[Stored dataset items]
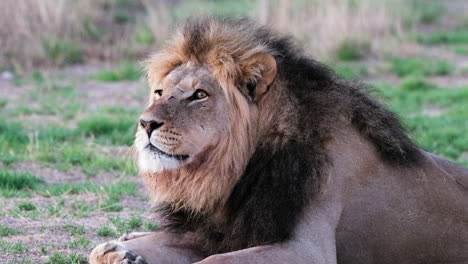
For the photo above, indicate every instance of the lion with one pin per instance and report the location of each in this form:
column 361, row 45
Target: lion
column 255, row 153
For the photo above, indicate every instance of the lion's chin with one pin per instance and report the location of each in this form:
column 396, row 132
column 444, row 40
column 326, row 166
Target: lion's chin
column 154, row 160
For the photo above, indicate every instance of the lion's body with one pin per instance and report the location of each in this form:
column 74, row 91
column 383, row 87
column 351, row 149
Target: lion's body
column 309, row 169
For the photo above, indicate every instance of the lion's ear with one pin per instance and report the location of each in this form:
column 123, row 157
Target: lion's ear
column 262, row 69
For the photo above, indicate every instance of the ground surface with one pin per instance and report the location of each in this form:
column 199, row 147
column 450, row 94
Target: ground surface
column 67, row 181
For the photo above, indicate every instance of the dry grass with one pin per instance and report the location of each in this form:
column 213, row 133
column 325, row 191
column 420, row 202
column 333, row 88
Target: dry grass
column 59, row 32
column 27, row 24
column 323, row 25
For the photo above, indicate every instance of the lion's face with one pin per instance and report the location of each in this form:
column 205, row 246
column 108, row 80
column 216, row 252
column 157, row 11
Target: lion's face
column 186, row 115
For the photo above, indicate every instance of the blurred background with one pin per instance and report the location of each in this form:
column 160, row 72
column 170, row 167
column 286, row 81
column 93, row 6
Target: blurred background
column 71, row 89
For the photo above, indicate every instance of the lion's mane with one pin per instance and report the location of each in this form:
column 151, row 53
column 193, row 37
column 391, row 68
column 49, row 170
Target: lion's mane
column 287, row 165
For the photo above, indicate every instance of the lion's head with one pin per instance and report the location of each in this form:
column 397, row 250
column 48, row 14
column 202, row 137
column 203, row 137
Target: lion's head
column 202, row 124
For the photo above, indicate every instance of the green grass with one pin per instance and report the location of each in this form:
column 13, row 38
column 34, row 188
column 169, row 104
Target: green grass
column 352, row 50
column 461, row 49
column 8, row 231
column 444, row 37
column 62, row 52
column 11, row 180
column 13, row 248
column 351, row 70
column 13, row 142
column 112, row 126
column 428, row 11
column 144, row 36
column 81, row 242
column 124, row 71
column 75, row 230
column 421, row 66
column 26, row 206
column 68, row 155
column 105, row 231
column 126, row 226
column 64, row 258
column 443, row 134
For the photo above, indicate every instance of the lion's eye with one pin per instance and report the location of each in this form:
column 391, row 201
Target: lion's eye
column 200, row 94
column 157, row 94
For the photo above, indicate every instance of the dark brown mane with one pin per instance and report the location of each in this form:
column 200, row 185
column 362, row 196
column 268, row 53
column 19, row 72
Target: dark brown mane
column 267, row 201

» Exercise:
Write out every line of the records above again, word for word, with nothing changed. Leave out the pictures.

» The solution:
For the photo above, indicate every instance of the lion with one pin per instance and report the location of each in this form:
column 361, row 45
Target: lion
column 255, row 153
For the photo above, indicate every instance of the lion's chin with one pin per instance and report the location of each in this form:
column 396, row 132
column 444, row 40
column 326, row 166
Target: lion's chin
column 154, row 160
For the photo above, indicate every instance of the lion's body with one pin per instance and report the location of each in this form:
column 74, row 91
column 383, row 87
column 351, row 149
Target: lion's body
column 309, row 169
For the photo above, indicate every instance of the lion's ear with one pin per instance and report the location of each in this form:
column 123, row 157
Target: lion's ear
column 262, row 69
For the photo above, indicate every instance of the ground surface with one pin per instance and report the location of each in this form:
column 199, row 147
column 450, row 94
Target: ground surface
column 67, row 181
For the photo above, indicate every instance of the dry grass with one pin per instance and report the location of each in this form:
column 213, row 133
column 325, row 191
column 420, row 202
column 333, row 88
Target: dry grass
column 59, row 32
column 27, row 24
column 323, row 25
For the photo above, indicate every instance of the lion's face with one pin per instance and report the location of each in this form:
column 205, row 246
column 108, row 80
column 216, row 252
column 157, row 11
Target: lion's face
column 186, row 115
For the photo above, indicate every instance of the blurred background with one pin per instance and report the location of each in this form:
column 160, row 72
column 170, row 167
column 286, row 81
column 93, row 6
Target: blurred background
column 71, row 89
For the photo above, indicate every instance of the lion's mane with one pin per instance and report the location of each in this form:
column 151, row 53
column 193, row 37
column 391, row 68
column 49, row 170
Target: lion's mane
column 287, row 165
For the photo above, indicate every instance of the lion's head with one pin per instance and report the location of each in this form:
column 397, row 250
column 48, row 14
column 202, row 137
column 203, row 137
Target: lion's head
column 202, row 124
For the photo above, indicate every instance of the green grass with one pin per instance and report the location of each in this form:
column 13, row 38
column 34, row 188
column 169, row 104
Target: green grass
column 352, row 50
column 461, row 49
column 8, row 231
column 444, row 37
column 62, row 52
column 11, row 180
column 13, row 248
column 351, row 70
column 13, row 142
column 112, row 126
column 428, row 11
column 144, row 36
column 81, row 242
column 124, row 71
column 75, row 230
column 421, row 66
column 26, row 206
column 68, row 155
column 105, row 231
column 126, row 226
column 64, row 258
column 443, row 134
For the photo above, indicate every instance of the lion's eye with one pin per instance and report the location of each in this form:
column 391, row 201
Target: lion's eye
column 200, row 94
column 157, row 94
For the photo above, indicate every instance of the dark brown mane with one pin per instance and report the location of each in this form:
column 200, row 185
column 362, row 196
column 268, row 53
column 19, row 72
Target: dark brown mane
column 267, row 201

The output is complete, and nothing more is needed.